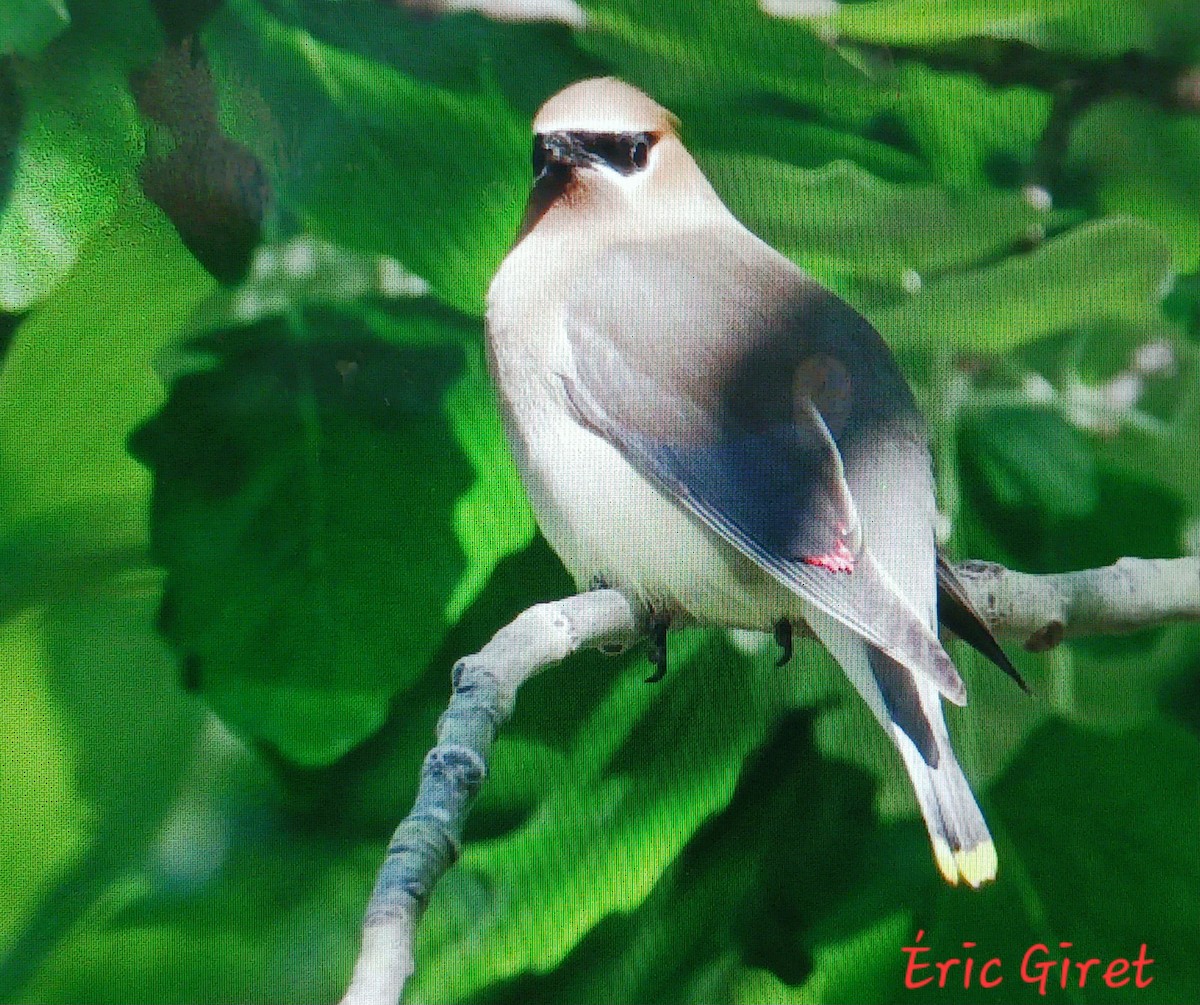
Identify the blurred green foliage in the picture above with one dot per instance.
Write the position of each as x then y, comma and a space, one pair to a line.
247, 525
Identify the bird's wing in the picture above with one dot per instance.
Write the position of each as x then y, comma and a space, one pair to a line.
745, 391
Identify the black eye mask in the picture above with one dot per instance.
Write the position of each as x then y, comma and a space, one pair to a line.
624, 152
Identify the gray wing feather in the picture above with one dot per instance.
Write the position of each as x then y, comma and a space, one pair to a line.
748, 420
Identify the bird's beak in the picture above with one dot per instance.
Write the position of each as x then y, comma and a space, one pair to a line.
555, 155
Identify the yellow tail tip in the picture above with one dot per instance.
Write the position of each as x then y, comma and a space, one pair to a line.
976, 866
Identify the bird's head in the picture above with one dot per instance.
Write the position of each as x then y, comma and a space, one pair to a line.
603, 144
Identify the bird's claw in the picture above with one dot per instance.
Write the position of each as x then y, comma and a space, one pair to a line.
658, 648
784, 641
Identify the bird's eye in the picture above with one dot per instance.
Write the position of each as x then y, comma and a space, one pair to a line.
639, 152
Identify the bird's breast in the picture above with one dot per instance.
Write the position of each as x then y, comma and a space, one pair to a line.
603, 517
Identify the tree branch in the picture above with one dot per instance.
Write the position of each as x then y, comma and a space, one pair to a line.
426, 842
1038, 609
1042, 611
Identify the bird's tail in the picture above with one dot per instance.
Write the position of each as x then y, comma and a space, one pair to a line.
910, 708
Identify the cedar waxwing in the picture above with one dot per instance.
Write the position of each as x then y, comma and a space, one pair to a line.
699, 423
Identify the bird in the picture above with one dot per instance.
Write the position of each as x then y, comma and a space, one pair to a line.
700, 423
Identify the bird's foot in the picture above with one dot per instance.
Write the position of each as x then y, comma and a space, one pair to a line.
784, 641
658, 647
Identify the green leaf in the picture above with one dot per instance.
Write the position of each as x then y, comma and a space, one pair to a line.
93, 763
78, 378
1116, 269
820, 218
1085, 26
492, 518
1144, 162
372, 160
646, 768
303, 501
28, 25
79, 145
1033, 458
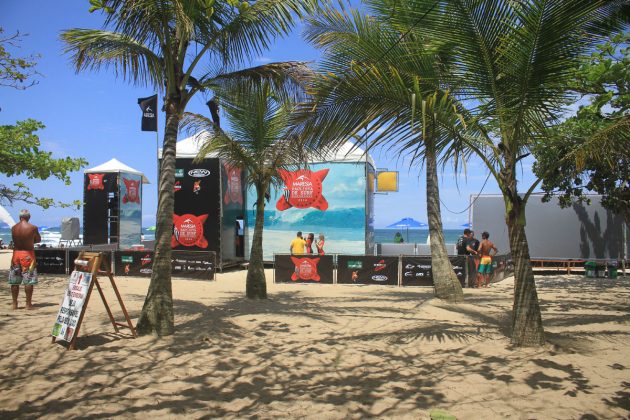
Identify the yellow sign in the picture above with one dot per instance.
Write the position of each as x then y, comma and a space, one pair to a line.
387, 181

§ EXERCISE DESCRIPTION
Reproduce the whole listing above word for word, leaving out the pictures.

§ COMPLETE RESPONSE
Identify the blurred green foliage in the picture above with one dot per instance.
Write the position of each as x then y, comma and a space, one pair to a line.
247, 525
Identify the bird's wing in the picture above with one dot per instance.
Write the position of each as x then y, comma and a space, one pair to a line.
745, 391
Identify the black eye mask in the picture above with one dot per instance.
Write the position of each as x then y, comma and a space, one pair to a line.
624, 152
Identify the gray wing feather in the picture above with one dot per instance.
Write the position of each as x then y, comma and a space, one pair to a line.
748, 420
Identify the bird's beak in the picture above with one dot per instance.
Write the position of each as x then y, comma and a space, one pair to a line.
555, 155
Identify the yellow tail tip in the picture above with one dot per instance.
Write the position of each as x then y, comma and a space, one pair to a line.
976, 866
Identify the bird's head in the picture above with one dot per instance.
Write the position of each as x then y, comma and a space, one pair to a line.
603, 144
Identify the bird's claw in the picture above with one dot per instance.
Write the position of each as x then y, comma and a space, one pair to a line.
658, 648
784, 641
Identify the bird's eye in the picture above with one dot per instance.
Write the position of each as x then y, comma and a space, one pair to a line.
639, 152
Identify the bird's breast in the picture above with one dot per instance.
Write the position of each as x then y, comma and a space, one pair to a line.
603, 517
Identify the tree branch in the picture above with one dot per instance.
Write the position of each as x then y, comma and a space, one pair to a line.
426, 842
1038, 609
1042, 611
Identify the bird's tail in the picture above with one dot per instance.
Write the position of each as x then y, comma and a space, one pair to a line.
910, 708
Identify the cedar waxwing in the picture above with one dot per instance.
Write the position of each as x then y, comma and a space, one pair to a line.
699, 423
Identify the bird in the picture above with one dot per instance.
Write the position of each as x then y, comma and a space, one pair to a line.
700, 423
Identify the bird's foot in the picture above with one dot per instance.
Write the position of each as x then y, comma and a space, one pair to a line.
784, 641
658, 647
Identify the green leaf in the picture above with one dot per instance.
Write the position of each as x then y, comma and a space, one pair to a line.
93, 763
78, 378
1116, 269
820, 218
1085, 26
492, 518
1144, 162
372, 160
646, 768
303, 501
28, 25
79, 145
1033, 458
Identify the yellow sign in the picture above with one dot per instance.
Write the position of each as x then y, comma and a space, one pair to a line.
387, 181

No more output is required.